--- STUDY MATERIAL ---
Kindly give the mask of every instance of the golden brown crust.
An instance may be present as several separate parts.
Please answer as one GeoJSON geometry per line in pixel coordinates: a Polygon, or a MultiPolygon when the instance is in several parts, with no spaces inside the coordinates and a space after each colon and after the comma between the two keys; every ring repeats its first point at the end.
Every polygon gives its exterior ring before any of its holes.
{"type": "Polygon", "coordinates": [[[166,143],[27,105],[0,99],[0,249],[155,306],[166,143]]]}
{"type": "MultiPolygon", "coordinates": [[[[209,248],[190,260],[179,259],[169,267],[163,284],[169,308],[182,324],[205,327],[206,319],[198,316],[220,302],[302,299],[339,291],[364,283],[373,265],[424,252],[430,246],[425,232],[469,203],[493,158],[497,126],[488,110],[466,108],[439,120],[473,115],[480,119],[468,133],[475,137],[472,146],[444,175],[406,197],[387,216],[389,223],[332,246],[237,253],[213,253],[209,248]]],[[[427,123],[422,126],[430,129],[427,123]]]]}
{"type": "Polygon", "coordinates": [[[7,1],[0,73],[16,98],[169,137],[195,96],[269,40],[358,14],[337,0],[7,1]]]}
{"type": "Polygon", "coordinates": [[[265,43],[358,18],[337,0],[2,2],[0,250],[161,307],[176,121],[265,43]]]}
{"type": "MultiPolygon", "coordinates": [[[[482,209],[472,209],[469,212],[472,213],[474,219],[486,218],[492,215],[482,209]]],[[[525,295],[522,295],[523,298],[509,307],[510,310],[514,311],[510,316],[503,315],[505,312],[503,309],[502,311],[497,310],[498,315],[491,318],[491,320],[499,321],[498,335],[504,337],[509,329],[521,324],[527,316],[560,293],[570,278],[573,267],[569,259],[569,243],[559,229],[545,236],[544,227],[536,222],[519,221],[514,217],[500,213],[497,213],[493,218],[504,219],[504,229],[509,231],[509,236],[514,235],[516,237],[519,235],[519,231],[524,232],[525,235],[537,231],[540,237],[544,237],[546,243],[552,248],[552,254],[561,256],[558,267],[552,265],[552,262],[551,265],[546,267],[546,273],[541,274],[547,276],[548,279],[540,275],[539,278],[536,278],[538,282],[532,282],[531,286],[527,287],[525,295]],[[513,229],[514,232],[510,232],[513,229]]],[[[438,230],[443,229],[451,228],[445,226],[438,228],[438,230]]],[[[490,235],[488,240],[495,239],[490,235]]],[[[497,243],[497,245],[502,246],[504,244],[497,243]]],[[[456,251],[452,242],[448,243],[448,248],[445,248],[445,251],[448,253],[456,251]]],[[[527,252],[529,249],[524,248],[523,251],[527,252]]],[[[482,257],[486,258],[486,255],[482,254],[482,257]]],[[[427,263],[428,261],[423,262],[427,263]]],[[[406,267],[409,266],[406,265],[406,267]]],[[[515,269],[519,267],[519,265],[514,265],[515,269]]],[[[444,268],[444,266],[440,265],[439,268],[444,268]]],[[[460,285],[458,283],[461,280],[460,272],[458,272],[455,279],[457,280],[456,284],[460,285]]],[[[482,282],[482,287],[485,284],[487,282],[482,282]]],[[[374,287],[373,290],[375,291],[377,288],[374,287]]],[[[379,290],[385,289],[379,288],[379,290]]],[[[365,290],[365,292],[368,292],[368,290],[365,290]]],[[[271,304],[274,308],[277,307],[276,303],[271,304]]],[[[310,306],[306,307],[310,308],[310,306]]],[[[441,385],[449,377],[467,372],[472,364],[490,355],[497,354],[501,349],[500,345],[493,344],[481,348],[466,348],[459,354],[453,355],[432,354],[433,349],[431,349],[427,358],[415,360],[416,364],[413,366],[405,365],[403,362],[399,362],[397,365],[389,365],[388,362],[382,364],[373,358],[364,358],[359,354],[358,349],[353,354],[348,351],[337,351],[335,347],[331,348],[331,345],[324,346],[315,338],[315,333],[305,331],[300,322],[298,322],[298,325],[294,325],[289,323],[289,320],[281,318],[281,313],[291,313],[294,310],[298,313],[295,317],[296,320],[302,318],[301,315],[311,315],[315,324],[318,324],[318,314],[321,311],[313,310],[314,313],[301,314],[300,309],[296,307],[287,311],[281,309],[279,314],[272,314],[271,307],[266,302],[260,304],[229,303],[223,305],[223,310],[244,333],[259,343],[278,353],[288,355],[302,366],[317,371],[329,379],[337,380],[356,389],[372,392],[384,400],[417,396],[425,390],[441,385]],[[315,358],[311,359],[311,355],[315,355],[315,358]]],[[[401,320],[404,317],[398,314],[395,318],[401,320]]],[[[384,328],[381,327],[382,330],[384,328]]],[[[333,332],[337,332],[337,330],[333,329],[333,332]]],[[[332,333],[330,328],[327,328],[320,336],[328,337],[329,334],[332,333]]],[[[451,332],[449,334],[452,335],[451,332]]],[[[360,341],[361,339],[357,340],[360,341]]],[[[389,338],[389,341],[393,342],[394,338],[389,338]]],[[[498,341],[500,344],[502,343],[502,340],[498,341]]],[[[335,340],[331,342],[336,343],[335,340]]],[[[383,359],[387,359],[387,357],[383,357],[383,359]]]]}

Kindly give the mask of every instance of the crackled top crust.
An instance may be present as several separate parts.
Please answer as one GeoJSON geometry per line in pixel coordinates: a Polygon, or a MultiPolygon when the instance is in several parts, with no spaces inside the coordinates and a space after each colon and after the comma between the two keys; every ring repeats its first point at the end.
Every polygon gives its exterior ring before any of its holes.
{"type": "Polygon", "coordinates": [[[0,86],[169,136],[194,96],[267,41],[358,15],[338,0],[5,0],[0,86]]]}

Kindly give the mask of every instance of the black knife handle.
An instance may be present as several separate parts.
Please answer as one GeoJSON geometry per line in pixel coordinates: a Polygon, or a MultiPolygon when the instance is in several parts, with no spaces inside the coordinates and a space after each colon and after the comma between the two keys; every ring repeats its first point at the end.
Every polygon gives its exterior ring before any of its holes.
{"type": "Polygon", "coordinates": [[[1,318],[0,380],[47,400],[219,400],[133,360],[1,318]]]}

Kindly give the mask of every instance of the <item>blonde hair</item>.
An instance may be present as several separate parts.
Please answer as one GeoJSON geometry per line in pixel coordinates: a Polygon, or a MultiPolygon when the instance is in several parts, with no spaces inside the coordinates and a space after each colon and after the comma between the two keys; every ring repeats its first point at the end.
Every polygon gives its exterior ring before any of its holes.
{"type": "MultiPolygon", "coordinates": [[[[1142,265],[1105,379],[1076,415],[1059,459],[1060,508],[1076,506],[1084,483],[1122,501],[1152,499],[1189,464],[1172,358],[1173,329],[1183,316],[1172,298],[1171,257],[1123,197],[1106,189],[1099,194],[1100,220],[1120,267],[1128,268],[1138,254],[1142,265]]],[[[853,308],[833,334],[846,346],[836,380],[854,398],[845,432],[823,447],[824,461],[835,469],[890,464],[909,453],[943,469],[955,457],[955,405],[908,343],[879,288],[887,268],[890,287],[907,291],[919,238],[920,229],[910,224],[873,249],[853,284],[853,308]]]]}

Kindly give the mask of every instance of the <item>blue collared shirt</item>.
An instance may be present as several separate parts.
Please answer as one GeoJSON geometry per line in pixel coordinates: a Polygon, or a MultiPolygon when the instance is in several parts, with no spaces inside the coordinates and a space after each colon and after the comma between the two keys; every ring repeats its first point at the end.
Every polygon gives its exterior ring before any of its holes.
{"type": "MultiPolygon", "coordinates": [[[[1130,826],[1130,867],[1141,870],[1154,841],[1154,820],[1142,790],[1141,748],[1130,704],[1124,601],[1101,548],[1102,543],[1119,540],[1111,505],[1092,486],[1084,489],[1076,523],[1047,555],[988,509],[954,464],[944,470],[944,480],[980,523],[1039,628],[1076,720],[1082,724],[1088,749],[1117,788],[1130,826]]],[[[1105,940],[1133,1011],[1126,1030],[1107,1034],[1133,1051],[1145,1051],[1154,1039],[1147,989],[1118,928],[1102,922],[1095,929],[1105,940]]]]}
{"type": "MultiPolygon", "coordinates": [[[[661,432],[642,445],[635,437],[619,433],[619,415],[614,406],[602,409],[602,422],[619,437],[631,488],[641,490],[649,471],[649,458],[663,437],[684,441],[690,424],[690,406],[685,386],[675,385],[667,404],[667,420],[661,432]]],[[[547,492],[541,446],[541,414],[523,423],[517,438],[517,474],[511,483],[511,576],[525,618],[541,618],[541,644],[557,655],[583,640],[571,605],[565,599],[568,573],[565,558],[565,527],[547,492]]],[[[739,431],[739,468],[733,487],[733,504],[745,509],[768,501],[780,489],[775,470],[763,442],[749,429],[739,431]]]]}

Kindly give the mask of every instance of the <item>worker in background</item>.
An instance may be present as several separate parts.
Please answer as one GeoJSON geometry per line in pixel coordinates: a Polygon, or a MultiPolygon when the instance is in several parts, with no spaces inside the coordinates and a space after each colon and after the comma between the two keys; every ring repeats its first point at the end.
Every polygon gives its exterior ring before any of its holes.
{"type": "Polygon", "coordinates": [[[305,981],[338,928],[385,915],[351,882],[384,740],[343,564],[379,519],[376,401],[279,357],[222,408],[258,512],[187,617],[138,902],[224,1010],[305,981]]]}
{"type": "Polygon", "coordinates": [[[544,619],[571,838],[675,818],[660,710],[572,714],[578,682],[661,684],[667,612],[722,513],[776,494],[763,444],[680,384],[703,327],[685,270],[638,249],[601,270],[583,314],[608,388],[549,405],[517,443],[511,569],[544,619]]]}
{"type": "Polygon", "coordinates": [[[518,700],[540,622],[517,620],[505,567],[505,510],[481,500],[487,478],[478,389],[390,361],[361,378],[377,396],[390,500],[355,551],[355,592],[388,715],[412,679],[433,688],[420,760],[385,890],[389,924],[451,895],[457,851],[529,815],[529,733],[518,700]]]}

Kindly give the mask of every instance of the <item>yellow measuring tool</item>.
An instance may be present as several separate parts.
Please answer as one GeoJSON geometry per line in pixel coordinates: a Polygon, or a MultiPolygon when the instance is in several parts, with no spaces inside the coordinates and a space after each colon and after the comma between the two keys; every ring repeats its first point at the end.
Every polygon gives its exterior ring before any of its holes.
---
Across the entries above, how many lines include "Kindly"? State only that number.

* [OUTPUT]:
7